İstenen görev.
Aşağıdaki öğelerin tamamını yeniden yazın ve "camera-trap tally" ifadesini her geçtiği yerde "site survey" ile değiştirin. Bunun dışındaki hiçbir şeyi değiştirmeyin.
------------
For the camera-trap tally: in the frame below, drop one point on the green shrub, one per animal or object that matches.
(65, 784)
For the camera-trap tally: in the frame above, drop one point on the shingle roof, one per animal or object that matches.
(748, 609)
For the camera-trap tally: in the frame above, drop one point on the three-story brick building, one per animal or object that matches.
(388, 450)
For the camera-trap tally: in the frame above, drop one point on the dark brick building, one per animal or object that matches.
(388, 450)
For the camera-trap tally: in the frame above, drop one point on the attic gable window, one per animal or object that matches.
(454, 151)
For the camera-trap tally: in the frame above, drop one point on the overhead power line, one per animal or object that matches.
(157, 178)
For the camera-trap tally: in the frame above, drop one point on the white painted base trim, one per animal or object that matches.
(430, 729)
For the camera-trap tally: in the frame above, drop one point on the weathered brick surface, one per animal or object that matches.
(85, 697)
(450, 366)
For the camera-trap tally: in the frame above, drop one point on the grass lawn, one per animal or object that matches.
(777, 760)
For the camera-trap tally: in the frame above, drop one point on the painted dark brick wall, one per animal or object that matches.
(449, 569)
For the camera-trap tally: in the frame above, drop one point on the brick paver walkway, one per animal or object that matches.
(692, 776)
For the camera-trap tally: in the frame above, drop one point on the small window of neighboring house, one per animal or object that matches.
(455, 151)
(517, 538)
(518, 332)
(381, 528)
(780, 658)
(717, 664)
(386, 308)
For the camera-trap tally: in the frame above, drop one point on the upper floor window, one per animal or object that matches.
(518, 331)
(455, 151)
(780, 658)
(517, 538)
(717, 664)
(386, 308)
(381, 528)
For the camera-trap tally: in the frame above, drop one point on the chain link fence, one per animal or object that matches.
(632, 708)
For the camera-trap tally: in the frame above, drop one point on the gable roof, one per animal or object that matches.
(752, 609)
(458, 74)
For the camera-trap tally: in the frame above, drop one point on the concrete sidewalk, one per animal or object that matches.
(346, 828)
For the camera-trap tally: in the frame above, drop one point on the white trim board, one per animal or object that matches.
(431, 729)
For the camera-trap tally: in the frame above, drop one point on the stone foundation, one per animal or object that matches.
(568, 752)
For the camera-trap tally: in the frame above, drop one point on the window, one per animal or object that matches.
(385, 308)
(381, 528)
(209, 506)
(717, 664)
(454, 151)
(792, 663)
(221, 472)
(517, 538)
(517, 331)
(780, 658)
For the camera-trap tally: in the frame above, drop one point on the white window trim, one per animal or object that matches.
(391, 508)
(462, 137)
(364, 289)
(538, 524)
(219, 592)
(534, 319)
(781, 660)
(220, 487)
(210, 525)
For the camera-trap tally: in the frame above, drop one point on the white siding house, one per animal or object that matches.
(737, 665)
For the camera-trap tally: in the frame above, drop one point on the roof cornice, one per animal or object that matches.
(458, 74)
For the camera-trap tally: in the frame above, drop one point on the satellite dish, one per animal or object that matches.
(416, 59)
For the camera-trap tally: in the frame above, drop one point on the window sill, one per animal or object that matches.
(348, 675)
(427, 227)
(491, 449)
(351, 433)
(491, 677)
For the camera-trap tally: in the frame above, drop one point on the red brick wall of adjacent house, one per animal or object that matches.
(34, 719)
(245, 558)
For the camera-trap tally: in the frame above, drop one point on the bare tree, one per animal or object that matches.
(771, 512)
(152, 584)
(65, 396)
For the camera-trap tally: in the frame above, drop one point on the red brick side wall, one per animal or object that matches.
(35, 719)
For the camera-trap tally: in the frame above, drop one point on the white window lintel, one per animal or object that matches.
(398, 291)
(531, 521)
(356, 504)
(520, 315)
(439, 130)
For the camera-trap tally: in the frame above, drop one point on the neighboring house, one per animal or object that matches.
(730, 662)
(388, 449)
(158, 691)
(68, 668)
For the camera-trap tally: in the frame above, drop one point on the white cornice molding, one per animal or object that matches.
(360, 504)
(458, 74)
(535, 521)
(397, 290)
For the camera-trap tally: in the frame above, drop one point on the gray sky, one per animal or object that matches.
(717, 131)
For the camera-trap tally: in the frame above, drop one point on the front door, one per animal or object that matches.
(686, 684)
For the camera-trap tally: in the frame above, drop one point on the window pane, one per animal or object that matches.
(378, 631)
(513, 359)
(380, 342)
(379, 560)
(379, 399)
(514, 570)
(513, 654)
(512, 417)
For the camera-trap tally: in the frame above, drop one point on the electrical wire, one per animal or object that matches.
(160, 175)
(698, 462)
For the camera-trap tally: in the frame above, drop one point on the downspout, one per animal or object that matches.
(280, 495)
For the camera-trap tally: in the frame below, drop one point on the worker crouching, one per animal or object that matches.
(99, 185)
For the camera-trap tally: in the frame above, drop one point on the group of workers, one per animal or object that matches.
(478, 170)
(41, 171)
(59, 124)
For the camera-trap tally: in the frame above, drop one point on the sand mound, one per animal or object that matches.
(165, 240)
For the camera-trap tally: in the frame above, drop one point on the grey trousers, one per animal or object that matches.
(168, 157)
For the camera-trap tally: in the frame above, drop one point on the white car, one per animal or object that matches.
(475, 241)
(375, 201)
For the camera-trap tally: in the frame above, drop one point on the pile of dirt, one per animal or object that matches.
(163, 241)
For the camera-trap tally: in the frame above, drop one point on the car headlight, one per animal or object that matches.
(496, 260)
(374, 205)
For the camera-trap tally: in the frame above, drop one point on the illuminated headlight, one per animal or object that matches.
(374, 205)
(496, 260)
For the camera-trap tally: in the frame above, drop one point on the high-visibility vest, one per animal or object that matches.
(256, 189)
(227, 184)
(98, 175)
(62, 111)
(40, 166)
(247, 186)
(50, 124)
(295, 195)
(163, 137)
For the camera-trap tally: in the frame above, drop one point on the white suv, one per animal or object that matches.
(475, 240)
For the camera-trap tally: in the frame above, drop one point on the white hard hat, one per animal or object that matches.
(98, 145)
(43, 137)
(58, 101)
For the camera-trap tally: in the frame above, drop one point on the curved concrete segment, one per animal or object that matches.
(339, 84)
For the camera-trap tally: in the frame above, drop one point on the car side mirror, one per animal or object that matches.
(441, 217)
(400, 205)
------------
Çözüm.
For the site survey: in the frame below, drop one point on the green shrub, one per animal or object that matches.
(65, 784)
For the site survey: in the frame above, drop one point on the shingle roof, one per animal or object that matches.
(748, 609)
For the site survey: in the frame above, drop one point on the three-story brick building, one per animal or object that matches.
(388, 450)
For the site survey: in the frame above, drop one point on the dark brick building, one per animal or object that matches.
(388, 450)
For the site survey: in the frame above, drop one point on the attic gable window, one per animal or object that matches.
(454, 151)
For the site survey: in the frame above, drop one point on the overhead power line, one per animal or object that matches.
(157, 178)
For the site survey: in the frame above, drop one point on the white painted base trim, one per animal or object that matches.
(430, 729)
For the site survey: in the frame above, drop one point on the weathered brick surface, one per animal or object that matches.
(85, 697)
(450, 366)
For the site survey: in the frame above, drop one point on the grass lawn, one per animal or object that matches.
(777, 760)
For the site survey: in the frame above, drop one point on the painted dark brick wall, one per animal or object that matches.
(449, 569)
For the site survey: in the frame above, drop one point on the brick paver walkway, one per animal or object that matches.
(692, 776)
For the site survey: in the frame above, drop one point on the small window of neighboring house, one per animal or object that matches.
(455, 151)
(517, 538)
(518, 332)
(381, 528)
(780, 658)
(717, 664)
(386, 308)
For the site survey: in the frame above, drop one point on the upper floor window, one per animal or object that matches.
(518, 331)
(455, 151)
(780, 658)
(517, 538)
(717, 664)
(386, 308)
(381, 528)
For the site survey: in the frame above, drop one point on the chain link fence, one per animal or object that matches.
(632, 708)
For the site survey: in the frame above, drop one point on the gable roof, one per animal or object that matches.
(752, 609)
(458, 74)
For the site survey: in the frame above, drop one point on the concrete sidewalk, one per animal or object that matches.
(346, 828)
For the site survey: in the frame above, drop one point on the white trim board, one per animal or object that matches.
(431, 729)
For the site survey: in the frame above, drop one point on the stone foundation, one per animal or object that matches.
(568, 752)
For the site survey: in the frame above, drop one point on the window, one per animal or object that matches.
(385, 308)
(381, 528)
(209, 506)
(717, 664)
(454, 151)
(792, 663)
(221, 472)
(517, 538)
(517, 331)
(780, 658)
For the site survey: in the frame above, drop one point on the white window trim, one per animal or object that matches.
(391, 508)
(462, 137)
(364, 289)
(538, 524)
(219, 592)
(534, 319)
(781, 660)
(220, 487)
(210, 525)
For the site survey: in the frame above, drop one point on the white siding house, one per animal or object that matches.
(737, 665)
For the site survey: in the frame above, drop one point on the roof cornice, one per animal or object that matches.
(458, 74)
For the site survey: in the frame above, drop one point on the satellite dish, one per animal or object that matches.
(416, 59)
For the site survey: in the frame above, drop one point on the window sill, one per animal or object that matches.
(348, 675)
(427, 227)
(491, 449)
(351, 433)
(491, 677)
For the site survey: in the frame above, drop one point on the red brick wall of adjacent house, one per animal or object that matches.
(34, 719)
(245, 558)
For the site survey: in the frame above, drop one point on the bare tree, one per animal or object that matches.
(771, 512)
(152, 584)
(65, 396)
For the site survey: in the frame above, drop one point on the red brick side wall, one per animal or object that matches.
(35, 719)
For the site survey: in the frame above, drop one point on the white window lintel, one per animal or object that matches.
(398, 291)
(531, 521)
(356, 504)
(520, 315)
(439, 130)
For the site survey: in the frame above, drop one point on the neighboring house, one per animal or object that matches.
(730, 662)
(388, 449)
(158, 691)
(68, 668)
For the site survey: in the frame above, drop one point on the white cornice molding, one per animal or object that matches.
(360, 504)
(458, 74)
(535, 521)
(397, 290)
For the site survey: in the frame above, drop one point on the gray sky, one per animal or object that matches.
(717, 131)
For the site survey: in the frame above, drop one point on the front door, one per animal or object that matches.
(686, 684)
For the site survey: in the frame above, drop one point on the window pane, one per animal or object that matches.
(378, 631)
(513, 359)
(380, 342)
(379, 560)
(379, 399)
(514, 570)
(513, 654)
(512, 417)
For the site survey: in the frame above, drop one point on the electrical wire, one per animal or object that matches.
(160, 175)
(698, 462)
For the site survey: in the frame above, drop one point on the downspout, one per animal or object that matches.
(280, 495)
For the site survey: in the frame below, drop one point on the worker crouching, one per animal or object that matches.
(99, 185)
For the site survey: in the frame above, drop one point on the group of workers, one per animal or object that matches.
(478, 170)
(41, 171)
(59, 124)
For the site survey: in the frame above, drop one point on the sand mound, one per animal or object that matches.
(165, 240)
For the site survey: in the frame above, drop one point on the grey trousers, one per animal or object that matches.
(168, 157)
For the site survey: in the frame above, drop one point on the white car, one per animal or object that matches.
(475, 241)
(375, 201)
For the site survey: in the frame above, drop one point on the pile of dirt, one per animal or object that matches.
(163, 241)
For the site survey: in the frame above, drop one point on the car headlight, one per animal or object that matches.
(496, 260)
(374, 205)
For the site survey: in the frame above, drop one point on the illuminated headlight, one per animal or object that matches.
(374, 205)
(496, 260)
For the site survey: in the frame above, drop one point on the high-visibility vest, one per animal or object that matches.
(256, 189)
(227, 184)
(98, 175)
(62, 111)
(40, 166)
(247, 186)
(50, 124)
(295, 195)
(163, 137)
For the site survey: in the frame above, drop one point on the white suv, one per animal or object that matches.
(475, 240)
For the site survey: in the frame above, drop one point on the white hard hat, one per animal or object that matches.
(98, 145)
(43, 137)
(58, 101)
For the site survey: in the frame above, drop one point on the curved concrete segment, one per animal or object that matches.
(339, 84)
For the site survey: in the frame above, drop one point on the car side mirror, one per animal or object that matches.
(441, 217)
(400, 205)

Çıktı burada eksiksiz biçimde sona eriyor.